Given task A: In two sentences, what does the privacy IDs tutorial cover?

Given text:
::::::::::

Doing more with privacy IDs#

In the previous tutorial, we covered the basics of privacy IDs: how to initialize a Session where each person appears in multiple rows, and run simple queries. But privacy IDs also make it easier to run more complex queries, especially those involving multiple tables. In this tutorial, we will build a Session that protects library patrons across multiple tables, and highlight the differences that arise when performing queries on tables with or without privacy IDs.

Setup#

We import the same collection of packages as in the previous tutorial:

import os
from pyspark import SparkFiles
from pyspark.sql import SparkSession
from tmlt.analytics.binning_spec import BinningSpec
from tmlt.analytics.constraints import MaxRowsPerID
from tmlt.analytics.keyset import KeySet
from tmlt.analytics.privacy_budget import PureDPBudget
from tmlt.analytics.protected_change import AddRowsWithID
from tmlt.analytics.query_builder import QueryBuilder, ColumnType
from tmlt.analytics.session import Session

We’ll use the same checkout logs dataset from the previous tutorial, as well as the library members dataset used in all other tutorials:

spark = SparkSession.builder.getOrCreate()

::::::::::

Material:
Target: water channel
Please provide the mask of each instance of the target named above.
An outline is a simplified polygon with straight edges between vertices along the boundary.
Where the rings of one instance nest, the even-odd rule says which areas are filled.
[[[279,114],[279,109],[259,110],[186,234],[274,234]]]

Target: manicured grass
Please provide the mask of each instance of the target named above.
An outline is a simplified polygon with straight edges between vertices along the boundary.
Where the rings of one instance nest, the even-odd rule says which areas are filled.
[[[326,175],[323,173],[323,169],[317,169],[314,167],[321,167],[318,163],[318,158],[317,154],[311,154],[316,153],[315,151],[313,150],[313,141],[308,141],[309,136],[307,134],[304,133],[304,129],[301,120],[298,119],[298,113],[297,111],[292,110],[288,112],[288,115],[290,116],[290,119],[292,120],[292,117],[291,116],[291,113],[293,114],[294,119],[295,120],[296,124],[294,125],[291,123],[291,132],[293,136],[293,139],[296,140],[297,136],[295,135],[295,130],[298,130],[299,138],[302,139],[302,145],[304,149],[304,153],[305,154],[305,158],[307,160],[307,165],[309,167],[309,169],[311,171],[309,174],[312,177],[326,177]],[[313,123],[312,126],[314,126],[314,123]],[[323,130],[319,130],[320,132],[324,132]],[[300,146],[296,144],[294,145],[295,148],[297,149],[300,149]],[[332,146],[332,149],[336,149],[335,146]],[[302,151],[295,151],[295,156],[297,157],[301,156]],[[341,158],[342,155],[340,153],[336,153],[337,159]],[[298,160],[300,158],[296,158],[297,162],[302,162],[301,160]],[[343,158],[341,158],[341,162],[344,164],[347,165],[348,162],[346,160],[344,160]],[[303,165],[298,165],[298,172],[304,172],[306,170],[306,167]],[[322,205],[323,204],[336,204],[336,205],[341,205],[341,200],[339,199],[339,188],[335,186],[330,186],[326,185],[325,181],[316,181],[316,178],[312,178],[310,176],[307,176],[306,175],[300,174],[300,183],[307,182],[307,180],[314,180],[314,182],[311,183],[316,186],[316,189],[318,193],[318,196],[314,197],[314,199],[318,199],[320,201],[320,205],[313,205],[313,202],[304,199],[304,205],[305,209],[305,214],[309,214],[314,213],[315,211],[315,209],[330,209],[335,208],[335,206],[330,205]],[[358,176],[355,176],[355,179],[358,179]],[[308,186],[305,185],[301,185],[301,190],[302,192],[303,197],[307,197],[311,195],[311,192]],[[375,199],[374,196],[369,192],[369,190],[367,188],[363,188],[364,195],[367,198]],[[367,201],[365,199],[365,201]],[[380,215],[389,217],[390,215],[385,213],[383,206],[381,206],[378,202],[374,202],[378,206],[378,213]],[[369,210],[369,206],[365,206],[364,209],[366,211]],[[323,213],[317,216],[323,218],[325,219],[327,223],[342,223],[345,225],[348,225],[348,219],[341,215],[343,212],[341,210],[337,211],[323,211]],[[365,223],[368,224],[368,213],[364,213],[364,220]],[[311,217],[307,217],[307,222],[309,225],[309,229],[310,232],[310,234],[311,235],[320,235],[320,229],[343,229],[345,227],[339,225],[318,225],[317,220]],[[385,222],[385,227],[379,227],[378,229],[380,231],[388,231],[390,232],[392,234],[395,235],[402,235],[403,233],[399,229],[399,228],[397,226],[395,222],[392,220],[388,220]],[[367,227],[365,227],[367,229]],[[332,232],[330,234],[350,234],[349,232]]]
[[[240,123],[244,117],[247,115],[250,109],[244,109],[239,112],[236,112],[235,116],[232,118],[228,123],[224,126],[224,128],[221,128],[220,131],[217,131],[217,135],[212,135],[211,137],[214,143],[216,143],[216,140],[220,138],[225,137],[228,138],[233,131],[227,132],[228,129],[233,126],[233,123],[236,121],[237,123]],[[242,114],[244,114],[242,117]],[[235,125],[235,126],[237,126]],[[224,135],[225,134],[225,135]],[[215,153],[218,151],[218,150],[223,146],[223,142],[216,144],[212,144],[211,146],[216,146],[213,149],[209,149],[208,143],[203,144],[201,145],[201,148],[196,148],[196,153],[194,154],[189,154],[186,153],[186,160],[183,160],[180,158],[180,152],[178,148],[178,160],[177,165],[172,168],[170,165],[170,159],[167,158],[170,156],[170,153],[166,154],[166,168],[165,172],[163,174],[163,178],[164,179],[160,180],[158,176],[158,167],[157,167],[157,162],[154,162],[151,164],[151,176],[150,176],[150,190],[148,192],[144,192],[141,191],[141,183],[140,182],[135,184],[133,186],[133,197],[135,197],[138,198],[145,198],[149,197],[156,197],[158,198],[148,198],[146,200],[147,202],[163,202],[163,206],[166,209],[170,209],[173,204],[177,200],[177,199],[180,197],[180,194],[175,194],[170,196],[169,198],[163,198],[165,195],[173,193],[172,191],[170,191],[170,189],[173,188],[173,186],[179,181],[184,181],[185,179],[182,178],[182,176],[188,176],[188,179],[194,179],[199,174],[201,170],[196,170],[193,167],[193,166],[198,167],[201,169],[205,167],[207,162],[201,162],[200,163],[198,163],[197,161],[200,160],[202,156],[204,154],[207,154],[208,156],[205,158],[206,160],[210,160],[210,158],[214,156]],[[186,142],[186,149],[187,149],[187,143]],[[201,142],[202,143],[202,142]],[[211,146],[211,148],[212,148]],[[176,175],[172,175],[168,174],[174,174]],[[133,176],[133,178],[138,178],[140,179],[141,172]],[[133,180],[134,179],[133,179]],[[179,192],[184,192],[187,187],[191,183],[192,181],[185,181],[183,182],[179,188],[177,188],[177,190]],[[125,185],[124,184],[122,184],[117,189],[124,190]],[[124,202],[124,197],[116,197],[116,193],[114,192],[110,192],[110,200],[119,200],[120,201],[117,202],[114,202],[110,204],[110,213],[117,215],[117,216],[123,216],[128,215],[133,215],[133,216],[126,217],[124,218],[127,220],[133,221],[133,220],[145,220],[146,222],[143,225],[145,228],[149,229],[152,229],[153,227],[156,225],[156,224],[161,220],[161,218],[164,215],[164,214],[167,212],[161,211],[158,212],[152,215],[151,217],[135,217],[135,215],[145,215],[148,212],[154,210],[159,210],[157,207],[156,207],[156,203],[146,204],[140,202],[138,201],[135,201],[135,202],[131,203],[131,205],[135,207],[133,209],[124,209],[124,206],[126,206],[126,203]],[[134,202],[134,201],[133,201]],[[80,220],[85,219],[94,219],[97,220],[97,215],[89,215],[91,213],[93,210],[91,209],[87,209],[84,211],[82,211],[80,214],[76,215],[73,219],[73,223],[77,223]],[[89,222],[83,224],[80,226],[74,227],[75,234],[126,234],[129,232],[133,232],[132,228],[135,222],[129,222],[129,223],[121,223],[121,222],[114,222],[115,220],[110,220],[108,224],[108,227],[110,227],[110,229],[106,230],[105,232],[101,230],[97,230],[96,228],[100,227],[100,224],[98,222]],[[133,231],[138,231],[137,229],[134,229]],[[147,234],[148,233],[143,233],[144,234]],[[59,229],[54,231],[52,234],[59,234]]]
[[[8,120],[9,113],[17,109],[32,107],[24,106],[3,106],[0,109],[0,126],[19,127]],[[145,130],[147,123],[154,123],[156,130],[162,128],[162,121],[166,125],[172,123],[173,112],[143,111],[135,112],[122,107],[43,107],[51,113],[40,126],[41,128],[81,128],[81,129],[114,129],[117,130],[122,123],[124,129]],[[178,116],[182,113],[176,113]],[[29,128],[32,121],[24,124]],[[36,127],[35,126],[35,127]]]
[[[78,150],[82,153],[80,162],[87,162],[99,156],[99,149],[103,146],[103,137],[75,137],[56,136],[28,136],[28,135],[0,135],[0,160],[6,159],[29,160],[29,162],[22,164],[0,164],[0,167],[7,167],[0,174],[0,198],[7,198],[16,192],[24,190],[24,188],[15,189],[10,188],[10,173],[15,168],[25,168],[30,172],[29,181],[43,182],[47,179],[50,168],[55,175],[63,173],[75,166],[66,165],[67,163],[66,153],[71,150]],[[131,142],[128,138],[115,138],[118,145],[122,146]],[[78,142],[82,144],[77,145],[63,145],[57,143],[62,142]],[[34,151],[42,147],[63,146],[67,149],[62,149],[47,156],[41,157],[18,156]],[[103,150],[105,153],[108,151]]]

::::::::::

Given task B: Could you recast the records, starting at the beginning of the records and ending at the line that contains "[[[279,114],[279,109],[259,110],[186,234],[274,234]]]", as a JSON list of strings with one string per line and blank lines left out?

Full answer A: The tutorial builds on an earlier one that covered the basics of privacy IDs, namely initializing a Session where each person appears in multiple rows and running simple queries, and it builds a Session that protects library patrons across multiple tables. It highlights how queries differ on tables with and without privacy IDs, using the same packages and checkout logs dataset as before along with the library members dataset.

Full answer B:
[
  "Target: water channel",
  "Please provide the mask of each instance of the target named above.",
  "An outline is a simplified polygon with straight edges between vertices along the boundary.",
  "Where the rings of one instance nest, the even-odd rule says which areas are filled.",
  "[[[279,114],[279,109],[259,110],[186,234],[274,234]]]"
]